Transcribe exactly the lines from the one holding "the black ice" to the end of the data below, including both of those lines and no others.

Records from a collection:
============
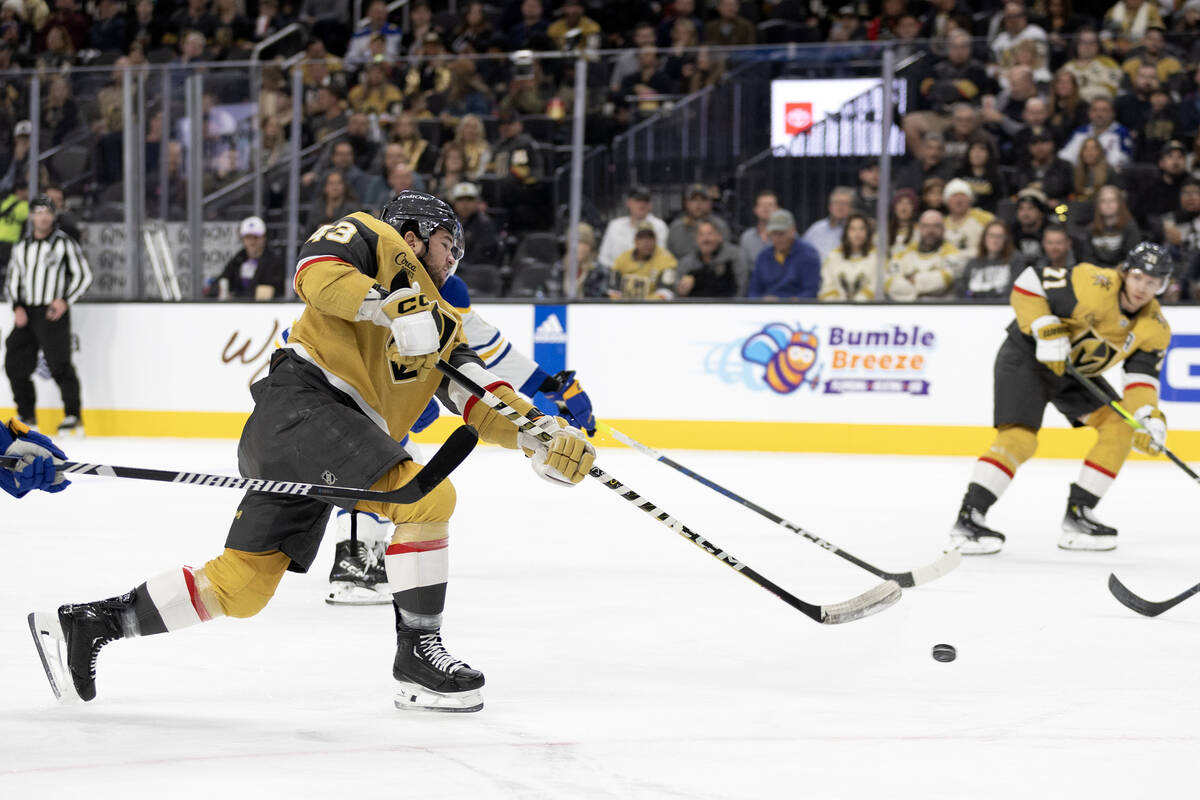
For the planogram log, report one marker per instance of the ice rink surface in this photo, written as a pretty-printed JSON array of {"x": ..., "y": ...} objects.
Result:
[{"x": 621, "y": 660}]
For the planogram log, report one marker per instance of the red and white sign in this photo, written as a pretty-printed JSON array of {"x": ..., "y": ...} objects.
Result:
[{"x": 798, "y": 118}]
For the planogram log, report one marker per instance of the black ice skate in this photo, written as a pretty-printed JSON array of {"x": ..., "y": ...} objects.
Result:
[
  {"x": 971, "y": 536},
  {"x": 429, "y": 678},
  {"x": 70, "y": 642},
  {"x": 1083, "y": 531},
  {"x": 358, "y": 577}
]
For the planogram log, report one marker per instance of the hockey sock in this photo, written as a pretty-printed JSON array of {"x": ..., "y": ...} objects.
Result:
[
  {"x": 418, "y": 567},
  {"x": 995, "y": 469},
  {"x": 1079, "y": 495},
  {"x": 174, "y": 600}
]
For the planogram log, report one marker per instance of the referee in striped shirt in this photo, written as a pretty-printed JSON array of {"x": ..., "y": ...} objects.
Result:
[{"x": 47, "y": 274}]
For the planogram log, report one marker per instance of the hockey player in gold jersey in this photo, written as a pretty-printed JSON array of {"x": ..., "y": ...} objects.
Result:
[
  {"x": 357, "y": 372},
  {"x": 1096, "y": 318}
]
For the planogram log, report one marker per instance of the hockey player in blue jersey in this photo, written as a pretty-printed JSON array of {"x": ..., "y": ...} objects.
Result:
[{"x": 358, "y": 577}]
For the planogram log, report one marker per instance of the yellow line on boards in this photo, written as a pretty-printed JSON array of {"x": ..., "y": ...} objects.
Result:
[{"x": 663, "y": 434}]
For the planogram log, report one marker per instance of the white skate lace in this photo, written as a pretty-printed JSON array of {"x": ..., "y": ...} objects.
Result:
[{"x": 433, "y": 651}]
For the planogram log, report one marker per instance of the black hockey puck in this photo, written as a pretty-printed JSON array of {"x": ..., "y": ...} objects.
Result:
[{"x": 945, "y": 653}]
============
Exercise output
For the planogram log, report one marker per instance of the black ice skate in this photo, written as a pretty-printed JSON array of {"x": ..., "y": ...} objects.
Result:
[
  {"x": 971, "y": 536},
  {"x": 429, "y": 678},
  {"x": 70, "y": 642},
  {"x": 1083, "y": 531},
  {"x": 358, "y": 577}
]
For the planogram log, report one marker per instance of the hockey sock in this photo, written as a pretty-printed JSON array of {"x": ..., "y": ...} objects.
Result:
[
  {"x": 418, "y": 567},
  {"x": 995, "y": 469},
  {"x": 1079, "y": 495},
  {"x": 174, "y": 600}
]
For the planogram log, report one marker per instance of the referee in striped shirt in this photo, written as a pretty-printed JSON array of {"x": ..., "y": ...} objects.
Result:
[{"x": 47, "y": 274}]
For the planogram log, report one marker per instance of the hockey player in gold jersey in this photo, written as a pretty-printed JSON array of {"x": ..., "y": ...} objects.
Result:
[
  {"x": 357, "y": 372},
  {"x": 1096, "y": 318}
]
For the planogram log, report one marker per instance of the hockey player in blue jersey in this photo, written as a pretty-printed JSON array of {"x": ..., "y": ...} objects.
Result:
[{"x": 358, "y": 577}]
For the planogram log, report one marker per instance of the yellow line on boards in this photo, written as a pretty-printed JSON array of {"x": ..., "y": ...} objects.
Result:
[{"x": 663, "y": 434}]
For the planogram log, report one marker per instance of the white skate lace in this photo, written as a pretty-printed JSON array of {"x": ..., "y": ...} objects.
Result:
[{"x": 433, "y": 651}]
For the planogram log, report one marker per instance of the black hockey puck in this photo, written as a pretty-printed JSON array of {"x": ..., "y": ...} objects.
Result:
[{"x": 945, "y": 653}]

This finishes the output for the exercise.